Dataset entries
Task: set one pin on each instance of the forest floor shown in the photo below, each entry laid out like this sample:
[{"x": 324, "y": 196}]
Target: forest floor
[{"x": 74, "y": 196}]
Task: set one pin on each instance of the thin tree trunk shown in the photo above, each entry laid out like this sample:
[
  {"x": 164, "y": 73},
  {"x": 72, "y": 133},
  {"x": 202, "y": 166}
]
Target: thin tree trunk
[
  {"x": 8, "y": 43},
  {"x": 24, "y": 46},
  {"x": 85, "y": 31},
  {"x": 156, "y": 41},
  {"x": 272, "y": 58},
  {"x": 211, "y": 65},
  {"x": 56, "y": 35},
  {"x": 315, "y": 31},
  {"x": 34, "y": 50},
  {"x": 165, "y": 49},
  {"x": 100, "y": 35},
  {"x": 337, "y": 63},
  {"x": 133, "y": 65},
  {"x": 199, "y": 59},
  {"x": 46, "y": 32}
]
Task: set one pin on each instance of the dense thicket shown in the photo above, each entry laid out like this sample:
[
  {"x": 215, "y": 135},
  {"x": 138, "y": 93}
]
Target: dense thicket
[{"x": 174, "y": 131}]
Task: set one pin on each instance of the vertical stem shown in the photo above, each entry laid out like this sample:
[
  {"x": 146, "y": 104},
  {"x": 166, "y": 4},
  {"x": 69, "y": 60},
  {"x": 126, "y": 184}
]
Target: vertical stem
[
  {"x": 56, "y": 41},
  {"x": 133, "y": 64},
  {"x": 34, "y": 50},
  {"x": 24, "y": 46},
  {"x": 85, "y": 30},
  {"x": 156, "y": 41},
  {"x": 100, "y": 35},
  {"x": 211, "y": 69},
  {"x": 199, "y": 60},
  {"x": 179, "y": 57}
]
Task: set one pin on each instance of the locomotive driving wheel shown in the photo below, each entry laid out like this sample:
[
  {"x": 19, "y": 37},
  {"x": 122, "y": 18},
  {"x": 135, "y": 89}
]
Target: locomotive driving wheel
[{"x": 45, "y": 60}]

[STATED GOAL] Reproduce every one of the lines above word for word, without changing anything.

[FINAL RESULT]
Task: set one pin on each instance of the forest floor shown in the photo below, each entry laid out like this sample:
[{"x": 324, "y": 196}]
Target: forest floor
[{"x": 74, "y": 196}]
Task: set one pin on each instance of the thin tree trunk shown in the photo above, each entry laid out like this sample:
[
  {"x": 164, "y": 73},
  {"x": 72, "y": 133},
  {"x": 202, "y": 166}
]
Target: thin tree trunk
[
  {"x": 8, "y": 43},
  {"x": 24, "y": 46},
  {"x": 85, "y": 31},
  {"x": 156, "y": 41},
  {"x": 272, "y": 58},
  {"x": 211, "y": 65},
  {"x": 56, "y": 35},
  {"x": 315, "y": 31},
  {"x": 34, "y": 50},
  {"x": 165, "y": 49},
  {"x": 100, "y": 35},
  {"x": 337, "y": 63},
  {"x": 133, "y": 65},
  {"x": 199, "y": 59},
  {"x": 46, "y": 32}
]
Task: set one pin on each instance of the dense thicket shown in the photo above, each entry laid out like this sample:
[
  {"x": 215, "y": 135},
  {"x": 138, "y": 93}
]
Target: dense thicket
[{"x": 174, "y": 131}]
Task: set one pin on each instance of the vertical stem shown in the photo above, each entry laid out like this sample:
[
  {"x": 146, "y": 104},
  {"x": 166, "y": 4},
  {"x": 69, "y": 60},
  {"x": 126, "y": 184}
]
Target: vertical stem
[
  {"x": 56, "y": 41},
  {"x": 133, "y": 64},
  {"x": 34, "y": 50},
  {"x": 24, "y": 46},
  {"x": 85, "y": 30},
  {"x": 156, "y": 41},
  {"x": 100, "y": 35},
  {"x": 211, "y": 69},
  {"x": 199, "y": 60},
  {"x": 179, "y": 57}
]
Task: set one pin on each instance of the locomotive driving wheel shown in the photo below, each entry laid out like this sample:
[
  {"x": 19, "y": 37},
  {"x": 122, "y": 18},
  {"x": 135, "y": 89}
]
Target: locomotive driving wheel
[{"x": 45, "y": 60}]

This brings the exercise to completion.